= Task item =
Reproduce word for word the passage of the foster care article that opens with the words "North Carolina state" and closes with "received their license.".

Foster Care, Adoption Brings Joy to ECU Couple
By Judy Currin
When Harriett Hickey and her husband, Keith, opened their hearts and home to care for foster children, they hoped to make a difference in the life of one child. Three years into their mission, the couple has provided a safe and loving home for ten children from the North Carolina Children’s Home Society.
Harriett Hickey is a 23-year employee in the East Carolina University Chancellor's Division. She recently joined the Department of Athletics in the area of student development. Keith works in medical records at the Brody School of Medicine.
“We started thinking about foster care two years before we contacted the agency,” said Hickey. “Foster care is such a big undertaking,” she said.
“ Keith and I wanted to make sure this was a commitment we were prepared for.”
Keith also serves as an elder for Ebenezer Seventh Day Adventist Church. He viewed the opportunity to help disadvantaged children as a call to service.
“My philosophy is to live your life by making a positive difference while serving others,’ he said. “ Harriett and I realized you don’t need to travel to a third world country to help the less fortunate. In North Carolina alone, there are more than 10,000 abused and neglected children living in foster care and over 3,000 awaiting adoption.”
North Carolina state law requires all foster parents to be licensed by the Department of Social Services in the N.C. Department of Health and Human Services. Potential foster parents receive 30 hours of training in the Model Approach to Partnership and Parenting program, which covers child abuse, neglect, working with birth parents and helping foster children deal with issues they face. The Hickeys received their training through the Children's Home Society.
After the training, an in-home study and psychological evaluations, the Hickeys received their license.
“Getting the children into our home happened pretty quickly,” Harriet said. The children they have cared for range in age from 18 months to 6 years. While some of the foster children required relatively short-term care of a week or two, others who suffered from neglect or abuse stayed for months.
“Behavior modification is challenging,” she said. “We had one little boy who wanted to fight and bite.” Hoarding food is common behavior for the most neglected.
“Few incidents are more heartbreaking, and at the same time understandable, than awakening in the middle of the night to find a newly entrusted small child raiding and hiding food found in a well-stocked refrigerator,” Harriett said.

= Data listing =
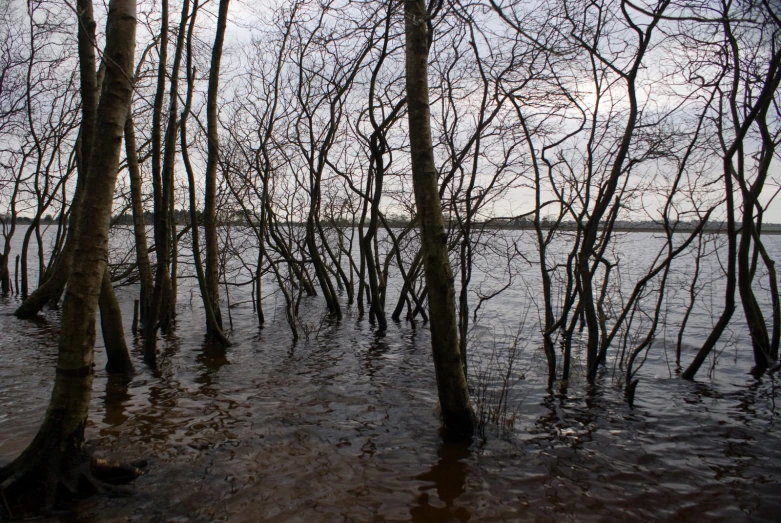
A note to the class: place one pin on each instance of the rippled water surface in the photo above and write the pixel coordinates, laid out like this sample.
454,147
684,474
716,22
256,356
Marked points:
344,427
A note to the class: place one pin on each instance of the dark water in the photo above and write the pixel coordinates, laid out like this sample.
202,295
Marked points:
344,427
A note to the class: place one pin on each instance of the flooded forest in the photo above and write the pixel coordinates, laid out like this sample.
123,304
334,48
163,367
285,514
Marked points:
415,260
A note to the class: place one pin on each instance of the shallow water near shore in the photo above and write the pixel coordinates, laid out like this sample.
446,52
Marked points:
343,426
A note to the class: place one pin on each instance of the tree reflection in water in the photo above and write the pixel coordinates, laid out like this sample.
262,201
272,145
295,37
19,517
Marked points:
448,476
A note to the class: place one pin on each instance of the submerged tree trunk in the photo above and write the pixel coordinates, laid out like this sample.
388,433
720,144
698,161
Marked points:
210,202
57,448
139,223
451,381
113,331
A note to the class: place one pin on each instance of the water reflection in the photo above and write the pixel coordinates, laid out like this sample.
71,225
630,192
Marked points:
115,400
448,478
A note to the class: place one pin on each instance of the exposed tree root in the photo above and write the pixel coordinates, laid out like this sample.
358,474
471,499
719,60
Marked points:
38,488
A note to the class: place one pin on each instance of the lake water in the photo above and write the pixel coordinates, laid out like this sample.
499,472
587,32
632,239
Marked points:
343,425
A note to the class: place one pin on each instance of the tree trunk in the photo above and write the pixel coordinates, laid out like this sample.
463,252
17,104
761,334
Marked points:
451,383
113,331
57,447
210,202
139,223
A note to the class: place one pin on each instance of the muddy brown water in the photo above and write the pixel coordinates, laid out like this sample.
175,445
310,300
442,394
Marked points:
344,427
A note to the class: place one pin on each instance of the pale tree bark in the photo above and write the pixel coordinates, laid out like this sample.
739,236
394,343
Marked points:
56,453
451,382
51,290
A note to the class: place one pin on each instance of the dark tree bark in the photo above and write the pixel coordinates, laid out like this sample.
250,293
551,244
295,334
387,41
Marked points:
210,202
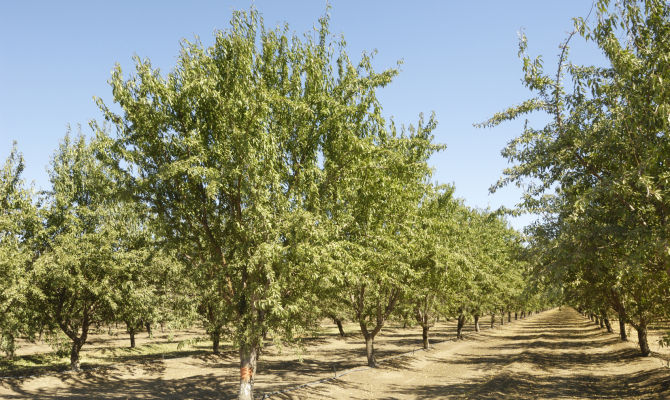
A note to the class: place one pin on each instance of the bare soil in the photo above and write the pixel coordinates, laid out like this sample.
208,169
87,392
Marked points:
555,354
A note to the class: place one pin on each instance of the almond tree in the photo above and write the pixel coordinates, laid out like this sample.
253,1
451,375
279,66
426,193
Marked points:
19,227
604,154
229,150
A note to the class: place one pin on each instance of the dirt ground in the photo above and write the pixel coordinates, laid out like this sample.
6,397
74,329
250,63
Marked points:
555,354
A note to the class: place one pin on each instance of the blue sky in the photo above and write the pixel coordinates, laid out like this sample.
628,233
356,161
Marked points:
460,60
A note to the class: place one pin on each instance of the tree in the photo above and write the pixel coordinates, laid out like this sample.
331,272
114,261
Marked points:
19,227
372,202
229,150
605,155
75,279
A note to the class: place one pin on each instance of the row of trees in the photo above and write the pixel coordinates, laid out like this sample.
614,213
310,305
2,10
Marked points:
257,186
598,170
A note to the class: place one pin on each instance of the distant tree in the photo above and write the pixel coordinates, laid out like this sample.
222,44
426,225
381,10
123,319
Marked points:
604,155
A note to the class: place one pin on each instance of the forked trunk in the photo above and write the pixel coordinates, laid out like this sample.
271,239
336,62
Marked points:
622,329
608,325
339,326
370,351
459,327
74,355
247,372
642,339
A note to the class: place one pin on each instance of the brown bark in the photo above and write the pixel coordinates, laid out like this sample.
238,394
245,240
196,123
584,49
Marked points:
459,327
247,372
426,343
339,326
642,339
622,328
370,351
216,340
608,325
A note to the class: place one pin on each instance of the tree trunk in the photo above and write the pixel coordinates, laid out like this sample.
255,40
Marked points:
247,372
216,340
339,326
608,325
74,355
622,329
642,339
459,327
370,351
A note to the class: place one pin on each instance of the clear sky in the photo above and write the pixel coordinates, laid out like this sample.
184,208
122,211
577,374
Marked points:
460,60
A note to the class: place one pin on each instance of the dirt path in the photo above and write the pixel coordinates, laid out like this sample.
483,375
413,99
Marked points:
557,354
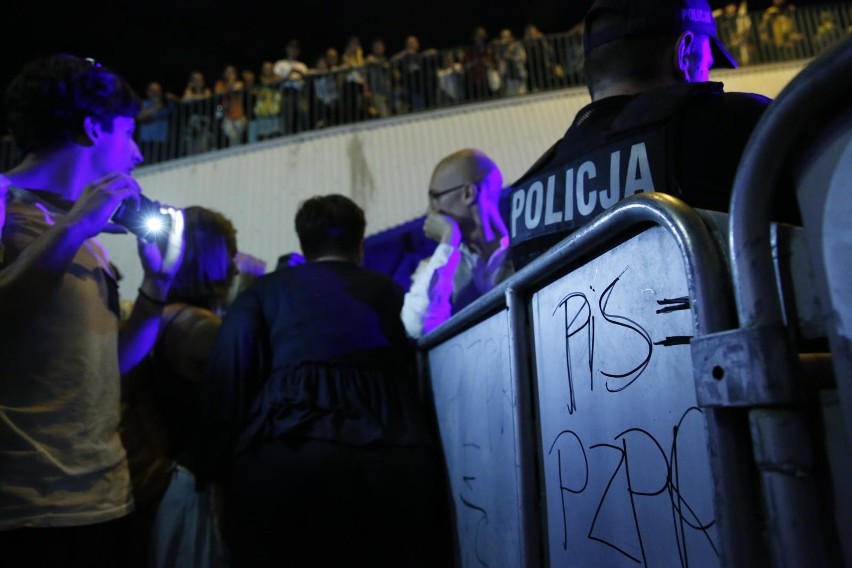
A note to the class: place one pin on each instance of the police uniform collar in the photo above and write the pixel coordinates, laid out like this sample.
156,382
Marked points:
660,104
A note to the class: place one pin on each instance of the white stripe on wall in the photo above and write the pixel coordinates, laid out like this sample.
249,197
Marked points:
383,166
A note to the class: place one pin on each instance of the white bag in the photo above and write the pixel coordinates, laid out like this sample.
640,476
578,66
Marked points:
186,532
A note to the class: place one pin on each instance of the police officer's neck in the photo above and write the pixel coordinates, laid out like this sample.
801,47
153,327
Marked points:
485,233
628,88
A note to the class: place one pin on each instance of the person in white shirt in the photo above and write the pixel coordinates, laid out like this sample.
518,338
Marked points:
472,254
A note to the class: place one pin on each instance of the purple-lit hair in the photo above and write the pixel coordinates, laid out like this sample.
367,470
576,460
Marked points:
208,269
47,102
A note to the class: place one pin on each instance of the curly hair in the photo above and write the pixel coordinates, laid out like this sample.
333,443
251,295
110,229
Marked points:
47,102
330,225
208,268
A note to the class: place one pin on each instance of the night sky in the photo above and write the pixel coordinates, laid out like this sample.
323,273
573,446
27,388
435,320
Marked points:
163,40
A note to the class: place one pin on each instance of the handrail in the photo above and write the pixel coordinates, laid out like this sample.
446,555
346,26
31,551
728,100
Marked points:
825,83
699,251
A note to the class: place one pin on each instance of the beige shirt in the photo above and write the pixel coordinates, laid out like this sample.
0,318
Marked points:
61,459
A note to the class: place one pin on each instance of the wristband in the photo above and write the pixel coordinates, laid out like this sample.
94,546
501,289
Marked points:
145,296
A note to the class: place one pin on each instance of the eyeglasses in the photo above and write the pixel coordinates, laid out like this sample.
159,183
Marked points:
435,195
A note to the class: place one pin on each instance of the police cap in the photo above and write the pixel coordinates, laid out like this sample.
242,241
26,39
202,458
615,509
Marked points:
646,17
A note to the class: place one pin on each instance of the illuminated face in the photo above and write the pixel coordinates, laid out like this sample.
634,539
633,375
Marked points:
446,193
701,60
117,151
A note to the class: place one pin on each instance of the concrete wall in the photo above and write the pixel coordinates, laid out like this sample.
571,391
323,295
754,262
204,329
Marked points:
383,166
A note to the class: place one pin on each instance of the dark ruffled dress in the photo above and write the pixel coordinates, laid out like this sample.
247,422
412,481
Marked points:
314,426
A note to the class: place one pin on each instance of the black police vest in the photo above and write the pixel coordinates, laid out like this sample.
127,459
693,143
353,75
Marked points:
614,149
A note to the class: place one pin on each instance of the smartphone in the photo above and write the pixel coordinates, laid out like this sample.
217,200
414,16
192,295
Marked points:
148,221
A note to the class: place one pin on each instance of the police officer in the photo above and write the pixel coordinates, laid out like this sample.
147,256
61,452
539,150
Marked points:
655,123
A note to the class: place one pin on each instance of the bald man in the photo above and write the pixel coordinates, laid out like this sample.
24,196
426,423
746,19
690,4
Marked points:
472,254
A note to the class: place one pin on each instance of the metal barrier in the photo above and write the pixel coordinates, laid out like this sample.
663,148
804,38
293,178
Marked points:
805,135
568,412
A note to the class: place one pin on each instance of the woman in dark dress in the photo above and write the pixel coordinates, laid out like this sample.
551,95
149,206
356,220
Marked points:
314,426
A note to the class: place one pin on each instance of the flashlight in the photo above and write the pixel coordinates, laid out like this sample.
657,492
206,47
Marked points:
149,220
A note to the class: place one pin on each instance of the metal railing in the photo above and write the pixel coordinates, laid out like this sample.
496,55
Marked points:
416,82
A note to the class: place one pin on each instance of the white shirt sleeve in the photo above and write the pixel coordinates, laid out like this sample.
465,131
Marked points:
428,302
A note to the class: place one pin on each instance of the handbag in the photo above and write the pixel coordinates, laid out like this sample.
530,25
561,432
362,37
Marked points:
186,531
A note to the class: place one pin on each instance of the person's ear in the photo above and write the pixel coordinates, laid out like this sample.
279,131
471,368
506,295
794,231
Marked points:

= Solution to this task =
North Carolina state law requires all foster parents to be licensed by the Department of Social Services in the N.C. Department of Health and Human Services. Potential foster parents receive 30 hours of training in the Model Approach to Partnership and Parenting program, which covers child abuse, neglect, working with birth parents and helping foster children deal with issues they face. The Hickeys received their training through the Children's Home Society.
After the training, an in-home study and psychological evaluations, the Hickeys received their license.